Provide again, from the entries below, every line from the one containing "line as [336,64]." through the one containing "line as [758,647].", exactly as written, and no other line.

--- PROVIDED ENTRIES Enclosed Below ---

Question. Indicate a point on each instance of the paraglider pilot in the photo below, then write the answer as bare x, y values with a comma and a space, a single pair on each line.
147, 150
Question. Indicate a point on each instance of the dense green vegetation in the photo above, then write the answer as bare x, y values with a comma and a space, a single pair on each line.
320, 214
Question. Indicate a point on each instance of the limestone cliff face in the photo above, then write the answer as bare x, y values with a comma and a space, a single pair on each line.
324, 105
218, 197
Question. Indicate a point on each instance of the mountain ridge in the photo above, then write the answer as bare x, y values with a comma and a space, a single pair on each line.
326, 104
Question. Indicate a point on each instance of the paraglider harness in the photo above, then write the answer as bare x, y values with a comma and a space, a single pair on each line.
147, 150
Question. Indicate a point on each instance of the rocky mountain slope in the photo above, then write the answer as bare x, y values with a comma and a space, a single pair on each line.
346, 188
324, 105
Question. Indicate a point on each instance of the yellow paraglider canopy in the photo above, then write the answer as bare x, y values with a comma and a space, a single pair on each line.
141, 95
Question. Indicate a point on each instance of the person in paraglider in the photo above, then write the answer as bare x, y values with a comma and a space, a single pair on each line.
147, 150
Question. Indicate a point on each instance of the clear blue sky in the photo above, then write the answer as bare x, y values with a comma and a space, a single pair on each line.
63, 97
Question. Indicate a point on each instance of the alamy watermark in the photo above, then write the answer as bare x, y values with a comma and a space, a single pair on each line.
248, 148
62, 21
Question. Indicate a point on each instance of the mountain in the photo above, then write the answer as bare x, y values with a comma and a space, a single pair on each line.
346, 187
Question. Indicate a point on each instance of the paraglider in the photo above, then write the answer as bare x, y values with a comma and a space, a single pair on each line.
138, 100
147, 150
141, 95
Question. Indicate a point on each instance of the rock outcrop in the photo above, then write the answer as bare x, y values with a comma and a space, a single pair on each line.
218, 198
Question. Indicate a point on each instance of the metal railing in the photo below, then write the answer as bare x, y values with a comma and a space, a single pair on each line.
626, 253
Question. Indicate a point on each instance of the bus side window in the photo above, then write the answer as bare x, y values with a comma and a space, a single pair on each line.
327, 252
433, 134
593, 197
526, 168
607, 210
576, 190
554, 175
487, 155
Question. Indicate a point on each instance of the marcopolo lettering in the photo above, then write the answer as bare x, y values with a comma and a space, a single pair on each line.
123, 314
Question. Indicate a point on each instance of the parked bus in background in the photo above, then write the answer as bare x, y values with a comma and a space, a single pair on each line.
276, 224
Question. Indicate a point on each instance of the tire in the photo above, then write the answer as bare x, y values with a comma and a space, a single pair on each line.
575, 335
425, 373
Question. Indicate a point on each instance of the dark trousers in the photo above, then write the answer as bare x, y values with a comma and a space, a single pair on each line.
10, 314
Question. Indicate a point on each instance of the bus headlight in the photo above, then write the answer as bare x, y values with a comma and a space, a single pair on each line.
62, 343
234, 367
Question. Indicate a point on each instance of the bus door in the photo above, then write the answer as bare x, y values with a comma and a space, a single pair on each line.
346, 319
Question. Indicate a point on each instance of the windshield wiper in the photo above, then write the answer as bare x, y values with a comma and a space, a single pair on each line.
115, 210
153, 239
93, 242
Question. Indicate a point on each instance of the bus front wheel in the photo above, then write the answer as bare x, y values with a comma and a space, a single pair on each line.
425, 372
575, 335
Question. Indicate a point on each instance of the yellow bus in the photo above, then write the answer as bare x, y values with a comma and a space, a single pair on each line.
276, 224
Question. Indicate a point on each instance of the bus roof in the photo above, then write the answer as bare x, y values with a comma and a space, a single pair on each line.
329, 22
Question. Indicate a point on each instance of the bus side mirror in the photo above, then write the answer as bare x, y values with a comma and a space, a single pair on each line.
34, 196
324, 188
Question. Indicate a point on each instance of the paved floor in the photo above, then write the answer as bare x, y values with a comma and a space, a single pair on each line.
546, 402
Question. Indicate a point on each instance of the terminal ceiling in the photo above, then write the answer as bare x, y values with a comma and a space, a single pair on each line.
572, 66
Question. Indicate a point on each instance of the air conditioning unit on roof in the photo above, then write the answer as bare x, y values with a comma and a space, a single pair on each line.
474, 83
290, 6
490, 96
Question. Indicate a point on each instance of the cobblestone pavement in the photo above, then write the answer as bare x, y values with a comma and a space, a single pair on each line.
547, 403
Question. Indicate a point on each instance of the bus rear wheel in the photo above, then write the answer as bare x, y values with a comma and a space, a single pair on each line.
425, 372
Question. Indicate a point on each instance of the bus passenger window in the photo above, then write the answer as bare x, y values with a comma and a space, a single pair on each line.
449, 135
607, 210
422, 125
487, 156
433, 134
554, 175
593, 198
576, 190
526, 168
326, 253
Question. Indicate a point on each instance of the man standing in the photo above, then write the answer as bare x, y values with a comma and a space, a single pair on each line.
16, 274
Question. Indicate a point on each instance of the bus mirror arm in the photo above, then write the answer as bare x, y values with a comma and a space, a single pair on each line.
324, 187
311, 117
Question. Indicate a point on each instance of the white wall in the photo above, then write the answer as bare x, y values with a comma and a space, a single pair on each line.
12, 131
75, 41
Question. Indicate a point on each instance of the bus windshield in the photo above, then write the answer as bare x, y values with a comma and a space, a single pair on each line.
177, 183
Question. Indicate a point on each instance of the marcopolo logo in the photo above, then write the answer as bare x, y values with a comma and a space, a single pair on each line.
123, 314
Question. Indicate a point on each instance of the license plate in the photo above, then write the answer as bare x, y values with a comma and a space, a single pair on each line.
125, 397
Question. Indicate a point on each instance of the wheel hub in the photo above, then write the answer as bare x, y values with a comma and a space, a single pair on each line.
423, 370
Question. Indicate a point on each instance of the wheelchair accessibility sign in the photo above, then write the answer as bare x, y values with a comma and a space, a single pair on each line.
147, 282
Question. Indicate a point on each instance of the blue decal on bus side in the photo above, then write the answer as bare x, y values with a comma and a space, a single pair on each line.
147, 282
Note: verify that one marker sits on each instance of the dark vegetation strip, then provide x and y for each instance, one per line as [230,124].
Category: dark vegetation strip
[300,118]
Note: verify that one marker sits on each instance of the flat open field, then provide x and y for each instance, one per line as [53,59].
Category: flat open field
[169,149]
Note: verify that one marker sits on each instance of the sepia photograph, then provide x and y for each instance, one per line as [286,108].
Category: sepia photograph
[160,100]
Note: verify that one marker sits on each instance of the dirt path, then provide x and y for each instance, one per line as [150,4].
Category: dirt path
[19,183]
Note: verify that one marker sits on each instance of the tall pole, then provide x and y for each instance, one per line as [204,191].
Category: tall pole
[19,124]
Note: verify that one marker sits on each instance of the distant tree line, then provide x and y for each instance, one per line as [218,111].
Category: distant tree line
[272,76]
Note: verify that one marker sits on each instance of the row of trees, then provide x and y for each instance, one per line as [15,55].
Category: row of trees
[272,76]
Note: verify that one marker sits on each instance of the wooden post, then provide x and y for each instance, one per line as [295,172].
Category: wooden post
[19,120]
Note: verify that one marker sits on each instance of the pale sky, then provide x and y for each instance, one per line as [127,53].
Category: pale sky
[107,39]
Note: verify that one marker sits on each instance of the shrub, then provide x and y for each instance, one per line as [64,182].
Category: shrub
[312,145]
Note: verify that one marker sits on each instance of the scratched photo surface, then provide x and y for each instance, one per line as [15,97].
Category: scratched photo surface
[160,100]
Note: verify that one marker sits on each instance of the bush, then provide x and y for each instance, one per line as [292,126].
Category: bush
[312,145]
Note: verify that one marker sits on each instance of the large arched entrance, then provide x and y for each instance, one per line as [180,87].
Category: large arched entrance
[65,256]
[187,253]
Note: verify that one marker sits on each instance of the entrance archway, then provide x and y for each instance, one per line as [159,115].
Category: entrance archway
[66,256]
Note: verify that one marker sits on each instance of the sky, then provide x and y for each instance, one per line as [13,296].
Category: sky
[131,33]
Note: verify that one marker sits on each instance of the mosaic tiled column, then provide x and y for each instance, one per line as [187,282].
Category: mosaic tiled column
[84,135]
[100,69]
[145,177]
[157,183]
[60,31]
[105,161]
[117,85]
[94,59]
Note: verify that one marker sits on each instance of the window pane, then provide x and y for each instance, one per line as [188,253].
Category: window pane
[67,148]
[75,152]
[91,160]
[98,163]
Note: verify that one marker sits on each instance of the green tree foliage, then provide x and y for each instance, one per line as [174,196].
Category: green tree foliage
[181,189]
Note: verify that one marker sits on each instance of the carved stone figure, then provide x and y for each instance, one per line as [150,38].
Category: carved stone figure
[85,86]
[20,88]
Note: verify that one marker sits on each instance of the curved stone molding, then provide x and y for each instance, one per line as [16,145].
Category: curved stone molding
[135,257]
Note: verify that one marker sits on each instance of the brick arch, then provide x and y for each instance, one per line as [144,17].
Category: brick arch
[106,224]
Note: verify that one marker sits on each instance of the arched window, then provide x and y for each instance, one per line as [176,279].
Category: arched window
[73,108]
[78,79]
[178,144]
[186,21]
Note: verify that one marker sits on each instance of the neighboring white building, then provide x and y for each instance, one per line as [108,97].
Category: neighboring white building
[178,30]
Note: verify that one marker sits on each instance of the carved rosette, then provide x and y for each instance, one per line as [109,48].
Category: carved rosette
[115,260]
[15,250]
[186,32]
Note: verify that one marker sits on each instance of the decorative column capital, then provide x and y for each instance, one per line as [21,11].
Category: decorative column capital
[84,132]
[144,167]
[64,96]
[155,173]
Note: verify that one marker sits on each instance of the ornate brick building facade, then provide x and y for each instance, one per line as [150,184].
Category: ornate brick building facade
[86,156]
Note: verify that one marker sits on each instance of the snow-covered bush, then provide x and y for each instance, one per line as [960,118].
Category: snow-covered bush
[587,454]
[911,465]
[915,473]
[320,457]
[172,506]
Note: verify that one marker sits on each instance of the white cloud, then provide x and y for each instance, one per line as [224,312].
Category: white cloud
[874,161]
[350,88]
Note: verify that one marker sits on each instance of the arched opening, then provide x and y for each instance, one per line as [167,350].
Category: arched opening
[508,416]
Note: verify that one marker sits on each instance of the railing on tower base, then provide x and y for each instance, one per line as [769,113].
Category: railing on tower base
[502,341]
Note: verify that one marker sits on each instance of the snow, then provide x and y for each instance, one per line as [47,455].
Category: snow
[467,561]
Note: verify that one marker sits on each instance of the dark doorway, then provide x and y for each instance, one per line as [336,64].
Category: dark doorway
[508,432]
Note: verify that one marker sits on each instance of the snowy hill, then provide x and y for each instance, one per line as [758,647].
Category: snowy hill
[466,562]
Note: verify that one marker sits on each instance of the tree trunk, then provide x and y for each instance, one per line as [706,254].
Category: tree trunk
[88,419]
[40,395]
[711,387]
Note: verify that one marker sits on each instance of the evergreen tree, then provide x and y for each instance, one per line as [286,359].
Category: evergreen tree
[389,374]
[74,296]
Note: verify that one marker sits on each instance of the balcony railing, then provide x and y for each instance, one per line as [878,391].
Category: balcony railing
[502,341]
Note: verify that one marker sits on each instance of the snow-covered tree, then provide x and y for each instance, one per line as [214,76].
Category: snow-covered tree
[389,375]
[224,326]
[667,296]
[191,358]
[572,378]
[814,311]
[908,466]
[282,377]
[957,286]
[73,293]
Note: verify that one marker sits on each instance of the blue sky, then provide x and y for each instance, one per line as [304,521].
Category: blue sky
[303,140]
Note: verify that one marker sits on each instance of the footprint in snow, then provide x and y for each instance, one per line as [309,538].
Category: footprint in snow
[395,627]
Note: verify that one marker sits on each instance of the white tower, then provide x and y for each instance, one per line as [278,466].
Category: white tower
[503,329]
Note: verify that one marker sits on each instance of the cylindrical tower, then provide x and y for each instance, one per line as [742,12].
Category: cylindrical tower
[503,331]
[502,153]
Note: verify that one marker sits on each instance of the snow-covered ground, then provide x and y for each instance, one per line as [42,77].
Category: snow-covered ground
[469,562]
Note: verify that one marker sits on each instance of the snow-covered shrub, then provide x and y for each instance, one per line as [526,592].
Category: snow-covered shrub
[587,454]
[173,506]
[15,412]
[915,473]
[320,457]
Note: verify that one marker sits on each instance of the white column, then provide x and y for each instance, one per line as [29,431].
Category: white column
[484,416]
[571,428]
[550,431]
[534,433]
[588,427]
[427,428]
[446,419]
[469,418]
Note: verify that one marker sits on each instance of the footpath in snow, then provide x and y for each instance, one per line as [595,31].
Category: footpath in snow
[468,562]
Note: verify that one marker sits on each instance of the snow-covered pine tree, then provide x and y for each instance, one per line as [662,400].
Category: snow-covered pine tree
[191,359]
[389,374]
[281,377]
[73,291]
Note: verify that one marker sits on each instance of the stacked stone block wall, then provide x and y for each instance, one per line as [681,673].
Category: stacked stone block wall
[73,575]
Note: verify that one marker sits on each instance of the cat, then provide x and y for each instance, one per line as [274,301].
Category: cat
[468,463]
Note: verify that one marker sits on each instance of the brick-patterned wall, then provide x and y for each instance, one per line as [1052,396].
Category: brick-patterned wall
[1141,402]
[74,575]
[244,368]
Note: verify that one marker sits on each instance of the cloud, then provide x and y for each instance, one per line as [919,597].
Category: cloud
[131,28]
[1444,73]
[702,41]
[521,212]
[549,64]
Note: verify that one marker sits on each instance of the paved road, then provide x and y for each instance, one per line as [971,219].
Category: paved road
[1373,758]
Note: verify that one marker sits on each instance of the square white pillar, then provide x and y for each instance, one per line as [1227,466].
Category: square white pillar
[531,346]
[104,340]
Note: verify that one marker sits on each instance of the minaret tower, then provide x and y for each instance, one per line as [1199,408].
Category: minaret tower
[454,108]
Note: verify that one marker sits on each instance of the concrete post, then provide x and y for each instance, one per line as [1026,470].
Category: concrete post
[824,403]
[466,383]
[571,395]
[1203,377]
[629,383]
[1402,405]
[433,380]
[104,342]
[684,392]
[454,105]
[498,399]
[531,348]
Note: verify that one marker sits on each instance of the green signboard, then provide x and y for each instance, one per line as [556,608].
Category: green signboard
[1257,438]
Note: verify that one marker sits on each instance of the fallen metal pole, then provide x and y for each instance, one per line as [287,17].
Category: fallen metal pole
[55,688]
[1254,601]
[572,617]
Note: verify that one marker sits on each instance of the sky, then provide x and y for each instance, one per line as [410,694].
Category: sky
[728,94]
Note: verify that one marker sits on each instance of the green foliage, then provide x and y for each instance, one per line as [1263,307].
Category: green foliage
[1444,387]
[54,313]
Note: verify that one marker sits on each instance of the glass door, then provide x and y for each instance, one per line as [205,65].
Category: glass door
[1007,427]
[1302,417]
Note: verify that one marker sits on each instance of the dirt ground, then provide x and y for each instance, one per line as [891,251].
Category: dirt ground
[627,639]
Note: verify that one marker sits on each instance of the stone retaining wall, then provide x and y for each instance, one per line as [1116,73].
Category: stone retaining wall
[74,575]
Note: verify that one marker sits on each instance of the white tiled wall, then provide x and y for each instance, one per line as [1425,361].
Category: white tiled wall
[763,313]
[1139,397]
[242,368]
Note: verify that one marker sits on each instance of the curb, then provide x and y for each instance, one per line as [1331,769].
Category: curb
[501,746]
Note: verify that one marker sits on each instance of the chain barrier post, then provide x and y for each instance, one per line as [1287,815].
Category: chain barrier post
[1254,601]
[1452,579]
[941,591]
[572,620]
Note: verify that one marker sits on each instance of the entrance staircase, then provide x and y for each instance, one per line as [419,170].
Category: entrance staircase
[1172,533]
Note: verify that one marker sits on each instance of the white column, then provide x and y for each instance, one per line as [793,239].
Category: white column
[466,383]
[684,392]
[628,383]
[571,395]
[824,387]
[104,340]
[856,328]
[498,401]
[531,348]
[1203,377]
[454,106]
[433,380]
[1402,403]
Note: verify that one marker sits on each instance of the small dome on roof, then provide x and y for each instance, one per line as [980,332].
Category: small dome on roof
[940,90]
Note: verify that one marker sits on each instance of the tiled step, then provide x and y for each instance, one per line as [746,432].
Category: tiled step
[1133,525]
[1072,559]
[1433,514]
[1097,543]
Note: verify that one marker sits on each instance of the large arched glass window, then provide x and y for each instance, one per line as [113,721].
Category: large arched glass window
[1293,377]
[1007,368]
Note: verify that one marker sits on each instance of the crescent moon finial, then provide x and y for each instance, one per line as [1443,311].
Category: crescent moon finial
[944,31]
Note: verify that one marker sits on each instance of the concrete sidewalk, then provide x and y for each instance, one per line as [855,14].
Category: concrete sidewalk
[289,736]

--- End of Enclosed PROVIDED ENTRIES ---

▶ TASK ANSWER:
Note: verify that one marker sits on each instance of the dark doorway, then provide x and y for each instance, one per line as [336,64].
Category: dark doorway
[508,432]
Note: verify that one marker sits on each instance of the snowy hill, then provide x and y for each instance, one per line as [758,647].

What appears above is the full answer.